*PROBLEM REQUIREMENTS:*
An exact copy of all entries is the expected answer.

*RECORDS TO USE:*
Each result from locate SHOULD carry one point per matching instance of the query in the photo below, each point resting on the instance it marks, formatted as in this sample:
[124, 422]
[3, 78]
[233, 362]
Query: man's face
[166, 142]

*ANSWER TO THIS TASK:*
Each result from locate SHOULD carry one point per matching instance of the query in the photo below, each point resting on the instance it marks, formatted as in this sample:
[124, 422]
[3, 78]
[233, 362]
Query: man's face
[166, 142]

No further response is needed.